▶ WHAT TO PRODUCE: Could you rewrite these items with each "thickest part" replaced by "widest part" and nothing else changed?

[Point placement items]
◇ ◇ ◇ ◇ ◇ ◇ ◇

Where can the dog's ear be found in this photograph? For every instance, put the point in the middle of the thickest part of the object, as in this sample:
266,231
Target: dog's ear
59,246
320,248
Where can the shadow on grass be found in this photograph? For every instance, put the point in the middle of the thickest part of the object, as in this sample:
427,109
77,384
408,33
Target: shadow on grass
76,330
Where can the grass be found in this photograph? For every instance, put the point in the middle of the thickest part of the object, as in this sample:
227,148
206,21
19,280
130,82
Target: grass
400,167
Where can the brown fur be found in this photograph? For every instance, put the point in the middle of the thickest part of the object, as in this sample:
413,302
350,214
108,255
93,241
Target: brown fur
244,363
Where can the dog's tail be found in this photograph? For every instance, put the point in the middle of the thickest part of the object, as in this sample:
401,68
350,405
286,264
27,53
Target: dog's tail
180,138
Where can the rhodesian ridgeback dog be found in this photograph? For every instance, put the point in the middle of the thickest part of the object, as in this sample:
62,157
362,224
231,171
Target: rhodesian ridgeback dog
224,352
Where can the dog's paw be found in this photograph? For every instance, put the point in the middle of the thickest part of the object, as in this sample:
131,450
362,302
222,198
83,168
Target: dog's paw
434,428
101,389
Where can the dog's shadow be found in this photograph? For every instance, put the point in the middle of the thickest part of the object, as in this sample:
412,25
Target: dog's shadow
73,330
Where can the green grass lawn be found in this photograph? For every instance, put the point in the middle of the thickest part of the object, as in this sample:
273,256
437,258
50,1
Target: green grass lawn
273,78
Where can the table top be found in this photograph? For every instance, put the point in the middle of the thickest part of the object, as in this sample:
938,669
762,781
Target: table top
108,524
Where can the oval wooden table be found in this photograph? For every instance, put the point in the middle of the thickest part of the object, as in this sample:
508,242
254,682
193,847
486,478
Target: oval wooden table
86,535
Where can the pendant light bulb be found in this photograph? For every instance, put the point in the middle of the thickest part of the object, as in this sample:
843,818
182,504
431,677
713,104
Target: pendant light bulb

◇ ◇ ◇ ◇ ◇ ◇ ◇

▶ TASK SOLUTION:
Where can the dog's ear be found in this photograph? For every instance, put the point in the middle of the widest part of the object, as in this sample:
266,231
Target: dog's ear
59,246
320,248
Where can the shadow on grass be found in this photograph? For every instance, put the point in the middle of the widest part of the object, as in this sample:
427,109
77,384
408,33
Target: shadow on grass
76,330
Where can the grass be found in this photograph? For every instance, put the point in the middle of the widest part of the object, as in this sample:
227,148
206,21
19,280
130,82
Target: grass
400,167
Where can the brown fur be found in this photograph? For every instance, put the point in the middle of the widest part of the object, as in this sample:
413,302
350,214
108,255
93,241
Target: brown fur
244,363
Where can the dog's tail be found in this photograph? For every instance, put the point in the middle of the widest part of the object, as in this sample:
401,68
350,405
286,264
27,53
Target: dog's tail
180,138
Where can the rhodesian ridgeback dog be found in this photograph? For every instance, put the point in the middle of the widest part of the object, as in this sample:
62,157
362,224
231,171
Target: rhodesian ridgeback dog
224,352
Where can the dog's paw be found in this photograph? For every instance, put the point in the middle of the widest part of the object, as in this sample:
131,450
362,302
222,198
83,168
Target: dog's paw
434,428
101,389
Where can the dog's shadow be found in this photograph? For every instance, put the point in the middle of the widest part of the object, as in this sample:
412,25
Target: dog's shadow
73,330
Where can the green grass lawn be found in this photograph? For every instance, put the point in the middle of the widest part of the object, as in this sample:
273,256
437,258
50,1
Target: green grass lawn
273,78
Where can the table top be found in this photograph? For every instance, put the point in the middle of the widest part of the object, as in this sample:
938,669
762,781
Target: table top
108,524
Where can the oval wooden table be found in this photograph? For every instance, put the point in the middle of the widest part of the object, as in this sample:
508,242
254,682
193,847
486,478
Target: oval wooden table
86,535
Where can the pendant light bulb be found in this photograph? For every instance, put the point in the middle of the widest part of the object, as in this sample:
843,818
182,504
431,677
713,104
Target: pendant light bulb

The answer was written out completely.